We need a long-term plan to bring people back, to deepen the connection to Christ of those who do come, to make Christ a living force in the lives of the young people in Religious Ed (and of those young people who never even get to Religious Ed).  There aren’t any short-term fixes.  I’ve been talking with the staff, and the Pastoral Council, and the Finance Council, about some things that have been immensely successful in certain other parishes around the country.  Some of our leaders have been to visit one such parish on Long Island, and they’re excited about what they’ve seen.  I hope to be able to lay out some concrete plans for you after Christmas, but I want you to know now that some new things are in the works, and I believe they’re much more powerful than just any bright ideas I may have – these things are based on some of the best thinking about helping people and churches to grow that exist anywhere.  But back to now.

When we see people drifting away, or just sitting passively if they do come to church, the heart of the problem is evident: They’re not engaged, don’t feel much ownership of, and responsibility for, what happens.  The heart of what we need to do, together, is to help people to discover (or rediscover) that connection to Jesus in His church that makes people come spiritually alive.  Engaged people stay connected; they take ownership.   That’s happened for some of you – and if it’s happened, it’s probably changed your life.  We can help it to happen for others.  But to do that, so that we can keep going for a couple of years until longer-term plans bear fruit, we need to start doing a few things right now:

First, I need you to trust me, and trust one another, and trust yourselves, and (most of all) trust Jesus Christ.  Trust what’s been created here already; you’ve seen successes, seen that working together, we can bring people back to worship, and back to Christ.  But I can’t do that alone, just as you can’t.  Together, we can.  We need to get beyond superficial likes and dislikes so that we can discover the power of Christ’s Spirit working in each of us, giving us gifts and calling us to work together.

Second, I need you – every one of you – to become an apostle with me.  Begin to invite people to what you find good here, to what you anticipate coming to here.  Thanksgiving Mass, Christmas Mass, Taizé prayer, Bible study, sewing, Knights of Columbus, the food pantry…  Be an ambassador for Christ: Invite people to get engaged; trust that they will come to love what you have come to love here.  Don’t keep what’s good here to yourself.

Third, I need you to make some sacrifices.  Give up old hurts, resentments, gossip, and critical attitudes that hurt you and hurt your family and hurt the parish and the church.
══════════
**JOB A**
From the listing, copy the lines verbatim, beginning at the line that has "on dome in the photo above." and stopping after the line that has "x=667, y=431".

Labeled-object pointing entries
══════════
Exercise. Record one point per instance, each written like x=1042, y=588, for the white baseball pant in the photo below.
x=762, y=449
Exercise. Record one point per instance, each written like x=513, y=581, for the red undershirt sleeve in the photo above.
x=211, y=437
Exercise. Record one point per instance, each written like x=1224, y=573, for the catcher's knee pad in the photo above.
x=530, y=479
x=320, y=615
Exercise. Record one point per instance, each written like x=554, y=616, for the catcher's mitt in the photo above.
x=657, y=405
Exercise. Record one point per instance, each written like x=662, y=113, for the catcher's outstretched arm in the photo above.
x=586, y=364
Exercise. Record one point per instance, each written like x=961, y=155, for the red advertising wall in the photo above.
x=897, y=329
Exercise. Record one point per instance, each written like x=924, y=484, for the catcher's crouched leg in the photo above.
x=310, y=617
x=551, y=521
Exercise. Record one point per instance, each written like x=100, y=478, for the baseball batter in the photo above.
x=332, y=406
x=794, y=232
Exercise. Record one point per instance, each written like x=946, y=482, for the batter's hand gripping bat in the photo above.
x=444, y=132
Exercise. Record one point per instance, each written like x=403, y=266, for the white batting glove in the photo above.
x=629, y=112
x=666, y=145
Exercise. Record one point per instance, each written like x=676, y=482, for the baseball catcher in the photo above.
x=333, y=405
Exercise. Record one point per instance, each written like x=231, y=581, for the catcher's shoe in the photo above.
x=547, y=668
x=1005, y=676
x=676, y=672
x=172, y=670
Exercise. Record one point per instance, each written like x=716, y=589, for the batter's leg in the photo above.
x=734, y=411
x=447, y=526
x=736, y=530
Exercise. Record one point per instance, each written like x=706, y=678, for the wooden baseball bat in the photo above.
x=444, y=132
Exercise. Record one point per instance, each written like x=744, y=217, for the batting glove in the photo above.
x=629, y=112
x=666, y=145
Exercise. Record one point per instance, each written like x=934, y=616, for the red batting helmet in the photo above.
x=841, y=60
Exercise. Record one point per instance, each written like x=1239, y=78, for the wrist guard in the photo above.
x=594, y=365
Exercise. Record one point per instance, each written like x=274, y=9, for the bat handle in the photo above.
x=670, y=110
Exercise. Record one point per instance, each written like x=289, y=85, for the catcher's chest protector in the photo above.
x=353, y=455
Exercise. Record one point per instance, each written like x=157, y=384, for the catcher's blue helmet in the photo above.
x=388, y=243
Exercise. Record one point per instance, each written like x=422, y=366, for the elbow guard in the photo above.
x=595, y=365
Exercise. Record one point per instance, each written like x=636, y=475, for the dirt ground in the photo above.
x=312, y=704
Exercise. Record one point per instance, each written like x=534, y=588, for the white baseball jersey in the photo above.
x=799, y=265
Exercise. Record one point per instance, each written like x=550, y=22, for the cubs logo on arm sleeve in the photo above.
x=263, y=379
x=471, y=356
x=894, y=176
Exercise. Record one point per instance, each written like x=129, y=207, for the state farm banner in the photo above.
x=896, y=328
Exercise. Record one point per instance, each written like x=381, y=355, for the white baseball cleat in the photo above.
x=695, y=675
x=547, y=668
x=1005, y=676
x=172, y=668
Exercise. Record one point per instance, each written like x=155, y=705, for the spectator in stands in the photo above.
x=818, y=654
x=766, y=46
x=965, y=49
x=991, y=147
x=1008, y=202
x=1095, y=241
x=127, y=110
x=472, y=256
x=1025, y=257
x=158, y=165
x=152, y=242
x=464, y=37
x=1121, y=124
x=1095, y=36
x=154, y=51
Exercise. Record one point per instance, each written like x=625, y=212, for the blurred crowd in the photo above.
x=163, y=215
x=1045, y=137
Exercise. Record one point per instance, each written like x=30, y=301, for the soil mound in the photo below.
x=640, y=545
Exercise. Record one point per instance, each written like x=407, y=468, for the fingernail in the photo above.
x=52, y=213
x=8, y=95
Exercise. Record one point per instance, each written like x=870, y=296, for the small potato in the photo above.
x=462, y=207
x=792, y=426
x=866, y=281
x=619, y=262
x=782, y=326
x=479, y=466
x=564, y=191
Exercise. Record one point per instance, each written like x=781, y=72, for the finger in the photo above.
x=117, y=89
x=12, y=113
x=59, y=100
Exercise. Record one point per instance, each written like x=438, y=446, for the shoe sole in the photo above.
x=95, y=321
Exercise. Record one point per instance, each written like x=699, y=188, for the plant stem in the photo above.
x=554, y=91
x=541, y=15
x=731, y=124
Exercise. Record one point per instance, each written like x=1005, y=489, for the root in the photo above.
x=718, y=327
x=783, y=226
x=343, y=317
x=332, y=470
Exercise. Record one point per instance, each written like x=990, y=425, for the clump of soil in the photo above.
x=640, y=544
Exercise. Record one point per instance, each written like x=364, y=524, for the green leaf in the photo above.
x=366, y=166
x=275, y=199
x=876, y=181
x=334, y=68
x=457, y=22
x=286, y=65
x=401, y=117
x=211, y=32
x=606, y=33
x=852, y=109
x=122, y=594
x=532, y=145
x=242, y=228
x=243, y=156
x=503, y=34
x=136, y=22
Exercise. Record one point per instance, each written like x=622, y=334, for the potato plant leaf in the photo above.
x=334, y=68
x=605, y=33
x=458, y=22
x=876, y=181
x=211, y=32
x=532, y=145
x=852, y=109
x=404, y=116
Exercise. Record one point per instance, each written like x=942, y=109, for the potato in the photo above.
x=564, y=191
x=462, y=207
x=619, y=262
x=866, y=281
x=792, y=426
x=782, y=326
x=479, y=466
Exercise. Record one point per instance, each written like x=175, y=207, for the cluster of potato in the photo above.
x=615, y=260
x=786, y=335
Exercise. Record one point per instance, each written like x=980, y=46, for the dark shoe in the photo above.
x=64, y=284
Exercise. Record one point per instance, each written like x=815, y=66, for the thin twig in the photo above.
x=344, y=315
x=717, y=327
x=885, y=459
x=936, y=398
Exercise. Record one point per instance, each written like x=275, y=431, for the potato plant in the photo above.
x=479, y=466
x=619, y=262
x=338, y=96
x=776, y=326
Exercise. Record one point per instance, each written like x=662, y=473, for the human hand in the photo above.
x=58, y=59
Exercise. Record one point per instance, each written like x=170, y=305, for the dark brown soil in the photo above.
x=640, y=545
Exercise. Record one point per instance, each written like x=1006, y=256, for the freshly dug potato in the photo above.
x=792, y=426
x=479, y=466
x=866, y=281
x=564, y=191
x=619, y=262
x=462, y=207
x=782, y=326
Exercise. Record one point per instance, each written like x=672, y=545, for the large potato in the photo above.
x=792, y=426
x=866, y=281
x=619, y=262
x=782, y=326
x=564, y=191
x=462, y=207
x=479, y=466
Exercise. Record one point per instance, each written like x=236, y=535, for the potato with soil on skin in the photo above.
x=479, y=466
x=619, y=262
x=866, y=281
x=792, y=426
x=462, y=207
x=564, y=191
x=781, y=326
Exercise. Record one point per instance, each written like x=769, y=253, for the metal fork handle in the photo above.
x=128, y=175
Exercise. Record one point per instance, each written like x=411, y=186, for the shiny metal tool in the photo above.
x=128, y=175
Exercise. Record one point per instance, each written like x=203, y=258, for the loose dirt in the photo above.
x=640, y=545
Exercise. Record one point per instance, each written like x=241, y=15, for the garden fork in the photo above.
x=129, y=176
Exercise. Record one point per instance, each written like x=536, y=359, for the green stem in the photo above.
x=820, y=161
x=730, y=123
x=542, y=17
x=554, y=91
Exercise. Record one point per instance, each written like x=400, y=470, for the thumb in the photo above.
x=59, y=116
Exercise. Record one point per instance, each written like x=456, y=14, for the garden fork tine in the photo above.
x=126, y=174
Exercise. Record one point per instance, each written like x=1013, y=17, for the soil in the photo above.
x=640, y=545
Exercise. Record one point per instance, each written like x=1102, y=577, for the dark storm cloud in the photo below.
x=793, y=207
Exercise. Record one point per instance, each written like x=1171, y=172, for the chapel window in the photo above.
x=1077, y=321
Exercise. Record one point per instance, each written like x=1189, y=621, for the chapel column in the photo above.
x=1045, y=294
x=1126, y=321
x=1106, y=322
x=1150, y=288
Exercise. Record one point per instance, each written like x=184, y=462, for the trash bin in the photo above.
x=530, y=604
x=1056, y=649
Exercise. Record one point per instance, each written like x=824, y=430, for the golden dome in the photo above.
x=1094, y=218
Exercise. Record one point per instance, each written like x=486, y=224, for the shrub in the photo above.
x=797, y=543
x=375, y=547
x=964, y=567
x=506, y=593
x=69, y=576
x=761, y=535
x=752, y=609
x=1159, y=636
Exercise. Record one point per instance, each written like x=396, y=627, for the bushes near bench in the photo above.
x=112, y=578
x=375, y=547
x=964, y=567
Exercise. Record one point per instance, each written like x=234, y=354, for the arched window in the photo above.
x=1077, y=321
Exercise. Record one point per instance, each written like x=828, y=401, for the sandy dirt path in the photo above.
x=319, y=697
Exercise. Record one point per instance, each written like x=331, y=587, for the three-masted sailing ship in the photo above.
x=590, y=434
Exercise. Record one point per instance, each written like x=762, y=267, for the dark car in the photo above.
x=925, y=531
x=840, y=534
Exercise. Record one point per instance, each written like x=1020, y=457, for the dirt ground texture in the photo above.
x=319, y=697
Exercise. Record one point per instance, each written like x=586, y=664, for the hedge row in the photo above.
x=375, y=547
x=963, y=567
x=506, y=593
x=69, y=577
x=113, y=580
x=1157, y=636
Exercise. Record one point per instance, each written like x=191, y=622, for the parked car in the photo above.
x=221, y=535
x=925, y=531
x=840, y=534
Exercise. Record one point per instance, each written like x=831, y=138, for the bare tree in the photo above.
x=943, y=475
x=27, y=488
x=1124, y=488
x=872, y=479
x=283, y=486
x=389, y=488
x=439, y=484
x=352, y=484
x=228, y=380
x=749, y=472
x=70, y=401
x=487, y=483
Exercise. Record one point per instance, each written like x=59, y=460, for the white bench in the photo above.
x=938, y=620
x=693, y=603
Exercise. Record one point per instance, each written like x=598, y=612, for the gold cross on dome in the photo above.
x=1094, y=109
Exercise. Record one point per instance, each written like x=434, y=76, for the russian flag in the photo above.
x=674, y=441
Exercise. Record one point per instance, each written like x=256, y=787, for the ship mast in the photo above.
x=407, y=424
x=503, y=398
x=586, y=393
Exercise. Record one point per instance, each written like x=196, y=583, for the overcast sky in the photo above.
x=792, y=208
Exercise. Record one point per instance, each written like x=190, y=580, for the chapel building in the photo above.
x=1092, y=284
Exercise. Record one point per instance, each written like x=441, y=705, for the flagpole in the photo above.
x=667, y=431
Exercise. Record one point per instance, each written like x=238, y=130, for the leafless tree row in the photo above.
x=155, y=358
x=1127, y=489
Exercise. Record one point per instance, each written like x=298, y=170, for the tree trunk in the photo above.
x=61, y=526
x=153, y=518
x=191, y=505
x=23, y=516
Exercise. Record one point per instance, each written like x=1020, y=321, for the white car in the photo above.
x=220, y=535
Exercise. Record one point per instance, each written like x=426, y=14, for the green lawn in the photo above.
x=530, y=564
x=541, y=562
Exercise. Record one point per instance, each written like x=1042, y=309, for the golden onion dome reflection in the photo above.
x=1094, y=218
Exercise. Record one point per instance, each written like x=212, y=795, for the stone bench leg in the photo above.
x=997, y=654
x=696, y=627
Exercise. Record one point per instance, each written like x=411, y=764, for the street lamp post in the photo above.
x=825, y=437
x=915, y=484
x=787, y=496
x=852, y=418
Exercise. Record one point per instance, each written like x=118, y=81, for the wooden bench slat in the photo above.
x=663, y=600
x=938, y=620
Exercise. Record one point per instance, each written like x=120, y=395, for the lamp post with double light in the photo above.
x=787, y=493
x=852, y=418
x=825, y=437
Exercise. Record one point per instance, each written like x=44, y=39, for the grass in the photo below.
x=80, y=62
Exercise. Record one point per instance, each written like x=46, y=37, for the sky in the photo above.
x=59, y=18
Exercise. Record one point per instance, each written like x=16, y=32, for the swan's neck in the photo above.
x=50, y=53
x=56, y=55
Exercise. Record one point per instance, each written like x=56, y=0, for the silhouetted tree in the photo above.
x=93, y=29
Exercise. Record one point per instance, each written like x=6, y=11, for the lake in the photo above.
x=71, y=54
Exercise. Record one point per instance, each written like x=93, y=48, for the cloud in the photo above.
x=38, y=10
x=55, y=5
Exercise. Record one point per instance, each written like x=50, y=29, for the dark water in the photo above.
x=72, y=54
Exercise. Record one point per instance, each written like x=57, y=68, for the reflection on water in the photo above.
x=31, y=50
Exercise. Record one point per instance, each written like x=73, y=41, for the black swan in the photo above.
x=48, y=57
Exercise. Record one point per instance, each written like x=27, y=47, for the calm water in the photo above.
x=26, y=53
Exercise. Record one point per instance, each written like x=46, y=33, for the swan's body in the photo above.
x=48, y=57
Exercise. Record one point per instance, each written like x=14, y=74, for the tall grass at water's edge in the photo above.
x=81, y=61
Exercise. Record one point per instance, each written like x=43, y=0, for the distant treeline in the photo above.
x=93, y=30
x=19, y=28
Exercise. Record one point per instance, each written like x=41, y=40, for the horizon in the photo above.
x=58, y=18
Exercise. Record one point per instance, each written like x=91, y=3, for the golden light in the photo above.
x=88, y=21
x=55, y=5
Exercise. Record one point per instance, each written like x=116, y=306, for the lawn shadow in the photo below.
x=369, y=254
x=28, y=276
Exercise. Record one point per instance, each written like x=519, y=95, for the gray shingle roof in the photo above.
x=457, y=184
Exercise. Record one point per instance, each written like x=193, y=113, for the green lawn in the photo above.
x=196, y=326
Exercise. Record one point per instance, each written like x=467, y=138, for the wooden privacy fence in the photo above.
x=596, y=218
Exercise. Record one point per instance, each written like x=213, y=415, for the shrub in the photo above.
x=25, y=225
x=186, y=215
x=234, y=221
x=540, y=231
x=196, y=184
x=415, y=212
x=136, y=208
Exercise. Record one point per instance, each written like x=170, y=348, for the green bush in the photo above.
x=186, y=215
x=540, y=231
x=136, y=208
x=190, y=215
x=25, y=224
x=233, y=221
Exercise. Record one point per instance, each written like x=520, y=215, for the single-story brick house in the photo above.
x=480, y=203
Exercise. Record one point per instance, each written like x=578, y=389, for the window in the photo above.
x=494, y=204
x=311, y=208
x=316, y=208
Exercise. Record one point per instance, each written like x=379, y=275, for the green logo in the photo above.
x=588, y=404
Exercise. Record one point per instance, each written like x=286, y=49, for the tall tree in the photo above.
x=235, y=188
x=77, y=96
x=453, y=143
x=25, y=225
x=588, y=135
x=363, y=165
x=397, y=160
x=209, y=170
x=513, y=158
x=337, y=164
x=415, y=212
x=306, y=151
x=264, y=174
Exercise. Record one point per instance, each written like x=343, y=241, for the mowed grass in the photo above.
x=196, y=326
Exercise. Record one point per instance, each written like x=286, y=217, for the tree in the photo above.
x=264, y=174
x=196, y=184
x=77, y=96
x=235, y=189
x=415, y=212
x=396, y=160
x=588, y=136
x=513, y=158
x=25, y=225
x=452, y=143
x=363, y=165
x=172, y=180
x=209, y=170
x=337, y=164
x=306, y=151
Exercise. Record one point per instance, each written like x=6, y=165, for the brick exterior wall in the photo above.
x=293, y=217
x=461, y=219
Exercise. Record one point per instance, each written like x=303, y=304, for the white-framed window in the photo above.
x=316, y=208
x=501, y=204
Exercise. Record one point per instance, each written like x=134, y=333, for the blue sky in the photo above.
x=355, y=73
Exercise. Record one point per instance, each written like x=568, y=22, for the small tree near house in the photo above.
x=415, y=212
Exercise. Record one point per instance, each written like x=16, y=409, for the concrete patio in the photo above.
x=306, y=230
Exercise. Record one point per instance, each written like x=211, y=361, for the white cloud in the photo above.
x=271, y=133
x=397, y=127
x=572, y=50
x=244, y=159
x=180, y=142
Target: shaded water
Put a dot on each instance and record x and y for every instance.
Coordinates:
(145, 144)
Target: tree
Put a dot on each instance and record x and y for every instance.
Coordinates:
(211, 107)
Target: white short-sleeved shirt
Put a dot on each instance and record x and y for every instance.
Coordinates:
══════════
**JOB B**
Answer these about the passage on the parish:
(i) Where is the parish that some of the leaders went to visit?
(ii) When does the speaker hope to lay out concrete plans?
(iii) What is the third thing the speaker asks people to do?

**COMPLETE OUTPUT A**
Exercise. Record one point per instance, each written like x=598, y=612, for the gold cross on dome in the photo above.
x=1094, y=109
Exercise. Record one point per instance, each written like x=434, y=76, for the russian flag in the photo above.
x=674, y=441
Exercise. Record one point per instance, each written like x=256, y=787, for the ship mast in the photo above.
x=407, y=424
x=503, y=398
x=586, y=393
Exercise. Record one point per instance, each written like x=196, y=583, for the overcast sky in the photo above.
x=792, y=208
Exercise. Record one point per instance, each written like x=190, y=580, for the chapel building in the photo above.
x=1092, y=284
Exercise. Record one point per instance, each written like x=441, y=705, for the flagpole in the photo above.
x=667, y=431

**COMPLETE OUTPUT B**
(i) On Long Island.
(ii) After Christmas.
(iii) Make some sacrifices: give up old hurts, resentments, gossip, and critical attitudes.